EXCERPTED DATA ::
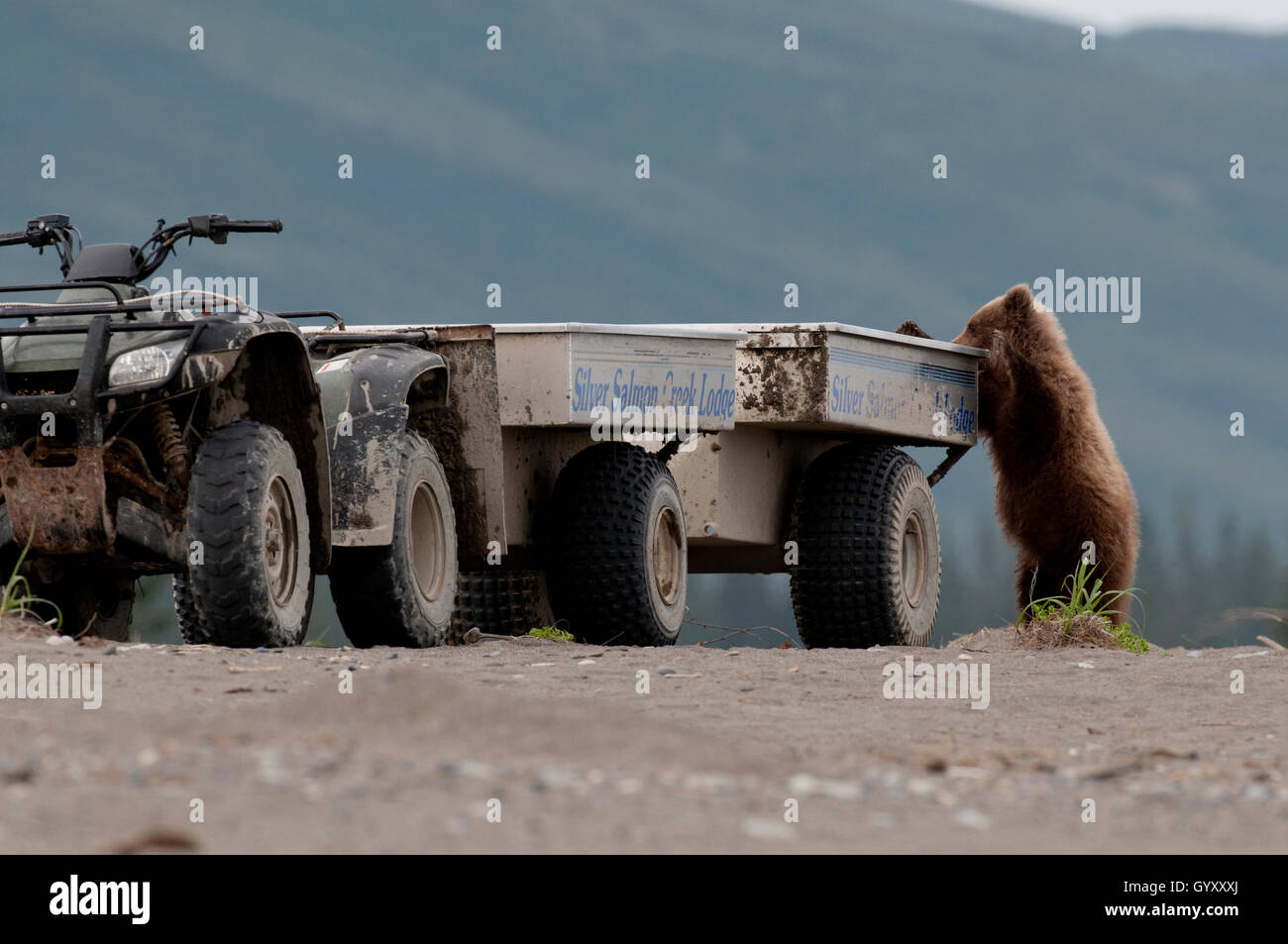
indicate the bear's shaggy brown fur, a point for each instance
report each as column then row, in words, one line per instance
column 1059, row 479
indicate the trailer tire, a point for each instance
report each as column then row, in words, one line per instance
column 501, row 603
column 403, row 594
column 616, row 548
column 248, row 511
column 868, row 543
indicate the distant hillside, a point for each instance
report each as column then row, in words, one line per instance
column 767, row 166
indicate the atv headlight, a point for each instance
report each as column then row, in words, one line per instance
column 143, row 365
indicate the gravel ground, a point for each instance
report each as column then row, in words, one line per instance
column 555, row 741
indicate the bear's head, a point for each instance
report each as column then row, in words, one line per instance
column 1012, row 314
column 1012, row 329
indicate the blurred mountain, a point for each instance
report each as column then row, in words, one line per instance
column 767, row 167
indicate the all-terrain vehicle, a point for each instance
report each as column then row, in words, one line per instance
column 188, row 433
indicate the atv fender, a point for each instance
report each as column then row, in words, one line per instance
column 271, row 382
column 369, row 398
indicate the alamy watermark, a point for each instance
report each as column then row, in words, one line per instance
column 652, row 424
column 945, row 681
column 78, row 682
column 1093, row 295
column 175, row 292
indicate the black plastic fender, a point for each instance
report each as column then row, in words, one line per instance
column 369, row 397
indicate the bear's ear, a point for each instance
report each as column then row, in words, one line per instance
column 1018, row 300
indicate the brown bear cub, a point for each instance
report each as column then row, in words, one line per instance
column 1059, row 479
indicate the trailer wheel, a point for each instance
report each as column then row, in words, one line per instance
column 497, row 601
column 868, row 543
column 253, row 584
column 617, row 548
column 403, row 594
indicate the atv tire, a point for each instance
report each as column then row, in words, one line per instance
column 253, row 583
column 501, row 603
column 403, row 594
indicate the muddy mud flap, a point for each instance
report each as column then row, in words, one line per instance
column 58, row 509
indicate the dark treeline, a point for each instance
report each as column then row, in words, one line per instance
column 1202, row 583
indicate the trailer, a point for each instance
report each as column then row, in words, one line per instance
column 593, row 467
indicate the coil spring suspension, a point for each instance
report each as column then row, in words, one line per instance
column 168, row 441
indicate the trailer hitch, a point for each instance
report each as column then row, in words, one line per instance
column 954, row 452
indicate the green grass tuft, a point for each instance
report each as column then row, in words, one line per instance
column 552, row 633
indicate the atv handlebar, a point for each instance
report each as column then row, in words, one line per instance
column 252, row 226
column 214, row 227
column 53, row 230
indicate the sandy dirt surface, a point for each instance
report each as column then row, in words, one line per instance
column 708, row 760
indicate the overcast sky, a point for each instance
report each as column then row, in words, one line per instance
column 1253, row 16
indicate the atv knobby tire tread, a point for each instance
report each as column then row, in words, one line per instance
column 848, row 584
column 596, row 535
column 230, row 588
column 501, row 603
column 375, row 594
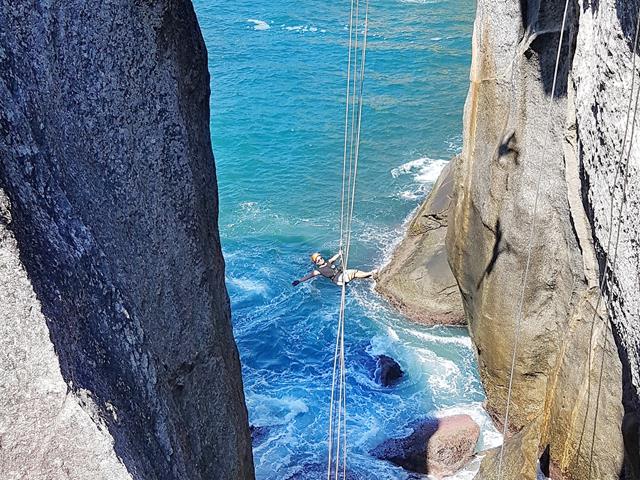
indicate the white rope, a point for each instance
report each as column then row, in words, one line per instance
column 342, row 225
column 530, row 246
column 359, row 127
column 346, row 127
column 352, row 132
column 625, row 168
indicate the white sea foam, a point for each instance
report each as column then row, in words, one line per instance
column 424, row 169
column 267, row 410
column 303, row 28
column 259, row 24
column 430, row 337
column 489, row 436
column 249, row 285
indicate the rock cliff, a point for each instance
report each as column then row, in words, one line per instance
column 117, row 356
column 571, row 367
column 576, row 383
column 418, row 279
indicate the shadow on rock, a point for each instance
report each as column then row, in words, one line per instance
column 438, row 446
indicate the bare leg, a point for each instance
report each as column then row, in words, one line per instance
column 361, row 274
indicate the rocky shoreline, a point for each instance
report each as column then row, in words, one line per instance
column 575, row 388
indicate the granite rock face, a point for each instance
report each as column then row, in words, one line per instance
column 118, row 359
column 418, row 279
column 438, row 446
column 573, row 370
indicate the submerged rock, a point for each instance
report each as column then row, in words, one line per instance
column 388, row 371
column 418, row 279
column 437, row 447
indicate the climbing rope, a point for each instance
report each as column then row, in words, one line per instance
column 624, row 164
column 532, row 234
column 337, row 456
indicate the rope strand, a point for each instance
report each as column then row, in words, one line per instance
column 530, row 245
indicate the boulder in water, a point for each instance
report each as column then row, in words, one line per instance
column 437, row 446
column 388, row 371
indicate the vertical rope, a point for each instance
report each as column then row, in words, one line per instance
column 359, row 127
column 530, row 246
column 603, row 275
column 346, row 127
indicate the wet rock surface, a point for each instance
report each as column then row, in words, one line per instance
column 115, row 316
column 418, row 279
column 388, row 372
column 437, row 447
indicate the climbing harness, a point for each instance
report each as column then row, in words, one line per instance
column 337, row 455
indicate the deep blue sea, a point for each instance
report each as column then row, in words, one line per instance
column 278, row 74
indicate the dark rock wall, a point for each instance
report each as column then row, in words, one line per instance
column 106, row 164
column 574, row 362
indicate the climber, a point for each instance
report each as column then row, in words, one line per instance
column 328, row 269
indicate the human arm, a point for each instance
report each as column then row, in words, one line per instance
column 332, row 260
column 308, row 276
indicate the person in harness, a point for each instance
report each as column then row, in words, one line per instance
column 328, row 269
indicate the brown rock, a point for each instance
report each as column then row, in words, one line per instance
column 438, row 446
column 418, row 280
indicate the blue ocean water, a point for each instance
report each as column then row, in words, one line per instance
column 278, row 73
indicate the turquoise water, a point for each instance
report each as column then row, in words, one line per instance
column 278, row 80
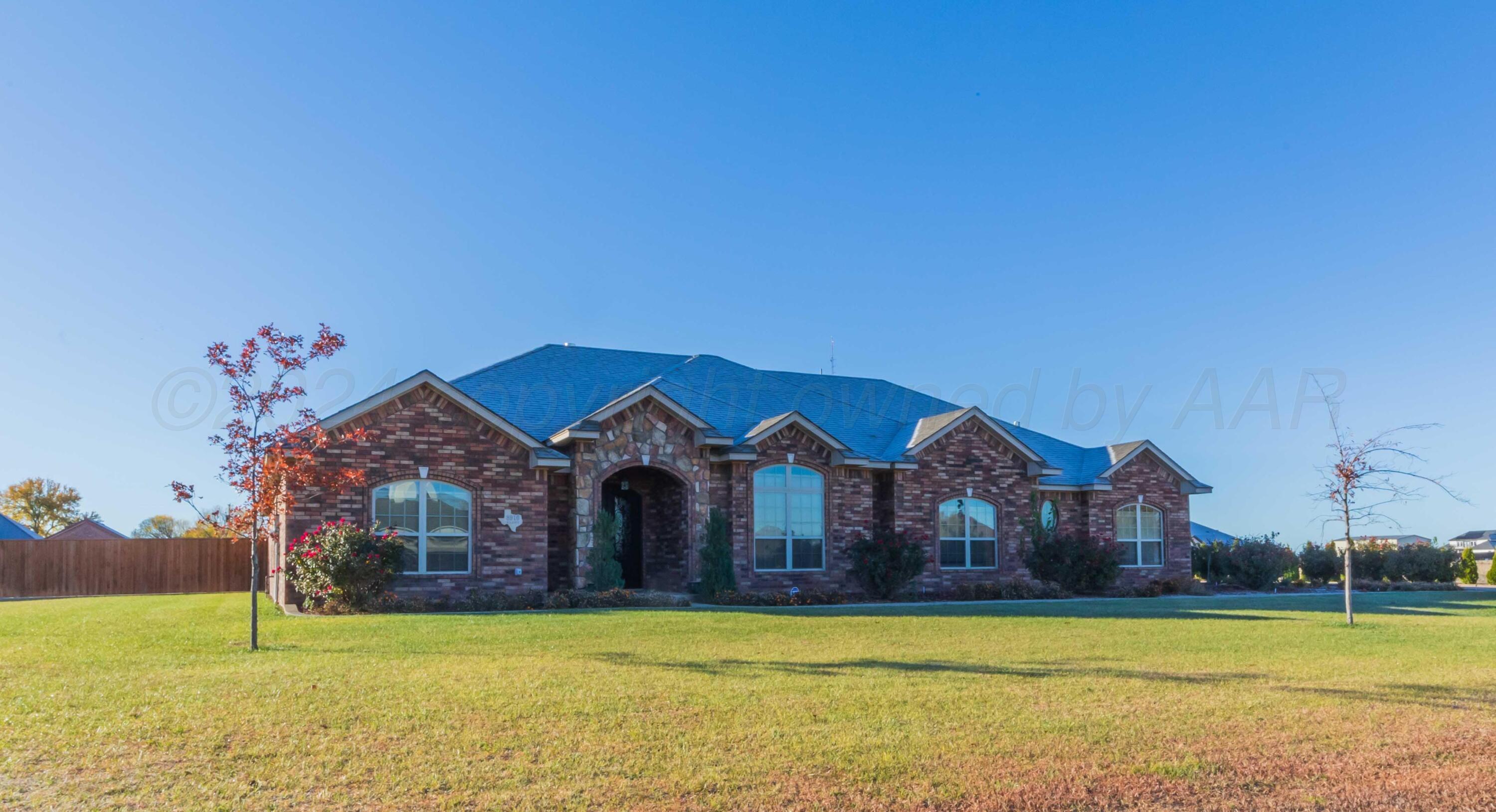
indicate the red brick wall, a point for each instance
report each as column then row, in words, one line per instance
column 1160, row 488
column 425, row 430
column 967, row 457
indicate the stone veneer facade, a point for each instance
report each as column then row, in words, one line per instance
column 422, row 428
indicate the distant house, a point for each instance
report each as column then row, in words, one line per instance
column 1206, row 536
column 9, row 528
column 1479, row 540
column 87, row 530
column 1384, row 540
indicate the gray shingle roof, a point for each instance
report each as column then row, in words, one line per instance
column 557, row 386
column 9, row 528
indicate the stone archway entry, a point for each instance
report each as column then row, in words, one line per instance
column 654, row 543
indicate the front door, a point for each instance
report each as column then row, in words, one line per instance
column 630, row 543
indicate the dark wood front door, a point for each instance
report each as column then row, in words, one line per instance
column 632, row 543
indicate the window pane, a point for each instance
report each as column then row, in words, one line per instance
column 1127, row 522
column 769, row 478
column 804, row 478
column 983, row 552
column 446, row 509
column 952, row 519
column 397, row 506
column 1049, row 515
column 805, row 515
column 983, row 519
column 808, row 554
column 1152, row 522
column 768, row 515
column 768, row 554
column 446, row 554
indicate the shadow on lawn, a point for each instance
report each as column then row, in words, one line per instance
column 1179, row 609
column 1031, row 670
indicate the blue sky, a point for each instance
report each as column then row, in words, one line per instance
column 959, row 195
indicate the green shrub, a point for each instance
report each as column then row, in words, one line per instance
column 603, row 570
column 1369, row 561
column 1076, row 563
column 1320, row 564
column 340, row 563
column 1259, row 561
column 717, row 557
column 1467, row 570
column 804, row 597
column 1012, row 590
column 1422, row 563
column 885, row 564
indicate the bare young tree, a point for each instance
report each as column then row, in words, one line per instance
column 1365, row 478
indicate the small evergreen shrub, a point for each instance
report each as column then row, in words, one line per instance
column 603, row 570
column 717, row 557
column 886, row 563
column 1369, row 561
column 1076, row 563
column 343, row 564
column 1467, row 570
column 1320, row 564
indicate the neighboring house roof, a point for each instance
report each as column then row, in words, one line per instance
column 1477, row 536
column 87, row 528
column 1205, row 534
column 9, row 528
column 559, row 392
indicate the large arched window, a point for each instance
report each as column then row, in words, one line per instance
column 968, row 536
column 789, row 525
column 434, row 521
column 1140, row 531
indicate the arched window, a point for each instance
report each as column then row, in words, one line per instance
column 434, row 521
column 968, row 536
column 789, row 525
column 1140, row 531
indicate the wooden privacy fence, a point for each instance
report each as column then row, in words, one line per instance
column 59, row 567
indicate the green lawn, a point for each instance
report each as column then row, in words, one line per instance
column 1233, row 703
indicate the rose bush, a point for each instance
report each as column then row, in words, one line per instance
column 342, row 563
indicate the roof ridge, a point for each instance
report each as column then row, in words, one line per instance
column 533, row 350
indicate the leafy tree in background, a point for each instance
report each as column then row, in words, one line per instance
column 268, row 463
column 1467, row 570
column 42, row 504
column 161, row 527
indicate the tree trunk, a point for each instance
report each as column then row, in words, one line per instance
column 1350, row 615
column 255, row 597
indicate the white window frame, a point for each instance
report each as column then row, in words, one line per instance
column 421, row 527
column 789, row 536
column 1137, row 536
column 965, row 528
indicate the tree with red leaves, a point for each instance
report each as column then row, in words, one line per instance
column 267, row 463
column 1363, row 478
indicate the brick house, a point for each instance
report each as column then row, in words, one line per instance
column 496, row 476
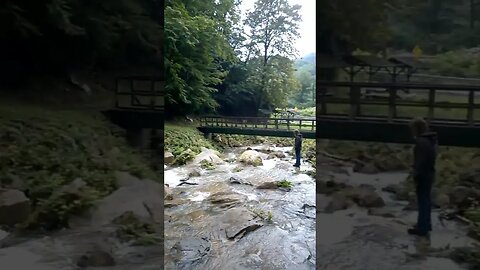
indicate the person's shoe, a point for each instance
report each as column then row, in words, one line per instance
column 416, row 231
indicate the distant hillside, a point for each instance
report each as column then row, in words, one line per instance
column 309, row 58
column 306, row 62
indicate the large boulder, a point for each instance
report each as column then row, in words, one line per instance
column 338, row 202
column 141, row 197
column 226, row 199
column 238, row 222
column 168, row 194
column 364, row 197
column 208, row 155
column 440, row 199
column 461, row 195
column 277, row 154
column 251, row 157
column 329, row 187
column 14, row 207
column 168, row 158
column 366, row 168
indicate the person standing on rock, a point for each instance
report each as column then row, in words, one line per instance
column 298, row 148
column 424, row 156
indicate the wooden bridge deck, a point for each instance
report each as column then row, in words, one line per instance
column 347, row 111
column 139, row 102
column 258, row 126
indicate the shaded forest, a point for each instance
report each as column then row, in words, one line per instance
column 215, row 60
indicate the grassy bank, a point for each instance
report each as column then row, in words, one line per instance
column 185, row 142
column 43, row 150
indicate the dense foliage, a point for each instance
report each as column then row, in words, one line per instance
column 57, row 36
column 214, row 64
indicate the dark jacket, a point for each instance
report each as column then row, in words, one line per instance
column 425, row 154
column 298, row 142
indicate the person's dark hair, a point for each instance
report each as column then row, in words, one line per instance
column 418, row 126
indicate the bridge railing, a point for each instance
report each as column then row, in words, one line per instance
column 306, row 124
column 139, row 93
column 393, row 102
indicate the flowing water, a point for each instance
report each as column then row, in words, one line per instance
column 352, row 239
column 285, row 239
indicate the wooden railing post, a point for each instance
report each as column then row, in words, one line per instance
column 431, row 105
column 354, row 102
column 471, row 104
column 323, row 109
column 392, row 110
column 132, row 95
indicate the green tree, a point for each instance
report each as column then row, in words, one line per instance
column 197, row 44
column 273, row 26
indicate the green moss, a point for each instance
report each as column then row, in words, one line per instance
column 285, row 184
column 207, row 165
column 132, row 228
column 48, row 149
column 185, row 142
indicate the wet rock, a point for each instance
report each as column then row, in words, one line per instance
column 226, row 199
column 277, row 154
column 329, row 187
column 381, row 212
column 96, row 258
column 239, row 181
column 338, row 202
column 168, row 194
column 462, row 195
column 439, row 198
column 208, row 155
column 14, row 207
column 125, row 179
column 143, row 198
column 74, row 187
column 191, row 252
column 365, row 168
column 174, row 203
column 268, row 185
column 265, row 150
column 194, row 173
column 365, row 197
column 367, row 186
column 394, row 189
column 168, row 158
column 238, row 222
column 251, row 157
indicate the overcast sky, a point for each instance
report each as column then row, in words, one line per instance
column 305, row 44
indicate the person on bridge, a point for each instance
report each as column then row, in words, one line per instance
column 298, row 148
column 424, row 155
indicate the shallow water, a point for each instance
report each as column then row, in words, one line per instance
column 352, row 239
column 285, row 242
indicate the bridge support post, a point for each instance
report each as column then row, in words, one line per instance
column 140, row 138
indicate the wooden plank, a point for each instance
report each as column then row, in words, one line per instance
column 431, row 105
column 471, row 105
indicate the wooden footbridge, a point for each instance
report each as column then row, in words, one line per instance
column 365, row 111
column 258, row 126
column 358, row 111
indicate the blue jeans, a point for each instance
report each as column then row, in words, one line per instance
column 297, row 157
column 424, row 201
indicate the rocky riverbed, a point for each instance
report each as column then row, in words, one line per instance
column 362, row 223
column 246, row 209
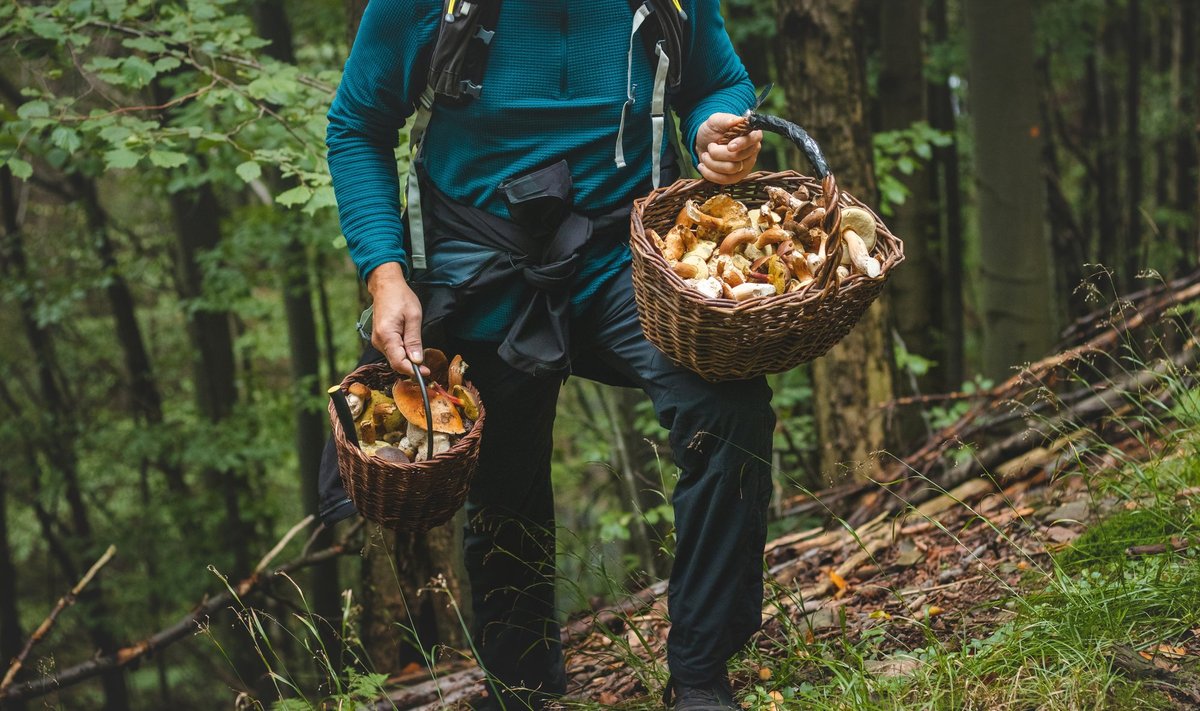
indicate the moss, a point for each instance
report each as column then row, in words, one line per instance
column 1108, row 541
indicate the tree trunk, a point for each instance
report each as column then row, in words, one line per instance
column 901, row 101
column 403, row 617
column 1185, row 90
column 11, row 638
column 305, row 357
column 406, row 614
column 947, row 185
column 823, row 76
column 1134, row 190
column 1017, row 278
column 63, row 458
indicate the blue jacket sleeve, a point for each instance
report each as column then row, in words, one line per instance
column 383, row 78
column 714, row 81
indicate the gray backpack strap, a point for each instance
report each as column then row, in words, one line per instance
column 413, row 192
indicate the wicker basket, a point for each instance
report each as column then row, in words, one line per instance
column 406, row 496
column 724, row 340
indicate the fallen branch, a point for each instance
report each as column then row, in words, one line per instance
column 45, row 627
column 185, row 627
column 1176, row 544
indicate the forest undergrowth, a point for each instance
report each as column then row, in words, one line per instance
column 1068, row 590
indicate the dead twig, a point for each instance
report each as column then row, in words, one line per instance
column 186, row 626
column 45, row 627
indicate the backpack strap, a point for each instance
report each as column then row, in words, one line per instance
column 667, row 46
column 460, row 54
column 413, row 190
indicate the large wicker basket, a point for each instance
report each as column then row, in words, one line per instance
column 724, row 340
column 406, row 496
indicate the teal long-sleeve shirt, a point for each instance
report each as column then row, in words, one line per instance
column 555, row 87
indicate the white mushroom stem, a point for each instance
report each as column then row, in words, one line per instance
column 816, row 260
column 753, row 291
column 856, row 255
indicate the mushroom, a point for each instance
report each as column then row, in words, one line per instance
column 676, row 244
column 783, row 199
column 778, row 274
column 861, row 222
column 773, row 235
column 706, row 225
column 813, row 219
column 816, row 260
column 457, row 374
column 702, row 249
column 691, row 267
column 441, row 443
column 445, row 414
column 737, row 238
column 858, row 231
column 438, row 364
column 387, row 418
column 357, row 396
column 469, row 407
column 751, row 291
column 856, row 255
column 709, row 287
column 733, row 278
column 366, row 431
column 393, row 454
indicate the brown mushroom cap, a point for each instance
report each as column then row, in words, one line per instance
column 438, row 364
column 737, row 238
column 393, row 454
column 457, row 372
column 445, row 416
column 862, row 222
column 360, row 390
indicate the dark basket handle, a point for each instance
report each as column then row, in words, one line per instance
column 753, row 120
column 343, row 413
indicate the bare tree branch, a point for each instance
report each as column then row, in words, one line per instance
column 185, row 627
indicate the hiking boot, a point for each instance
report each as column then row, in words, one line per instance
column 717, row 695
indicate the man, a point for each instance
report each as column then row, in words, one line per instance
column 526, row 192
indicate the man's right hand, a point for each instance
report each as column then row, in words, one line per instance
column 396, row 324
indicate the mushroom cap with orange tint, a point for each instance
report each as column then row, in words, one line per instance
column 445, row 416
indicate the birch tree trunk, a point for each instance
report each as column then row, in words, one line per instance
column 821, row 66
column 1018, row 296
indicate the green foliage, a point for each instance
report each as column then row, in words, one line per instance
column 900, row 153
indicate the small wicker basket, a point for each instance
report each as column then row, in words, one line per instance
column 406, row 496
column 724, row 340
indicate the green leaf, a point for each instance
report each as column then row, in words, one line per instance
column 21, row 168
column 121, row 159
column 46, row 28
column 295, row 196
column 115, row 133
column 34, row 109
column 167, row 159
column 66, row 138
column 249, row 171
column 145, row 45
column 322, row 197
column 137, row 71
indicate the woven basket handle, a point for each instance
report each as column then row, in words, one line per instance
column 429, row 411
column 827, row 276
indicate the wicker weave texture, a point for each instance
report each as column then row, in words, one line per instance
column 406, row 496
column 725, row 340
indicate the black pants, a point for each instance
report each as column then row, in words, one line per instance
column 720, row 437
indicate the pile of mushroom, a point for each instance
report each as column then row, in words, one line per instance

REQUIREMENT :: Copy out the rows verbatim from the line containing "indicate the rocky riverbed, a" through the line containing "column 1108, row 541", with both of those lines included. Omit the pictures.

FULL ANSWER ::
indicate the rocky riverbed, a point for each instance
report each as column then row, in words, one line per instance
column 362, row 223
column 246, row 209
indicate the moss, a point for each instance
report each as column then row, in words, one line per instance
column 1108, row 541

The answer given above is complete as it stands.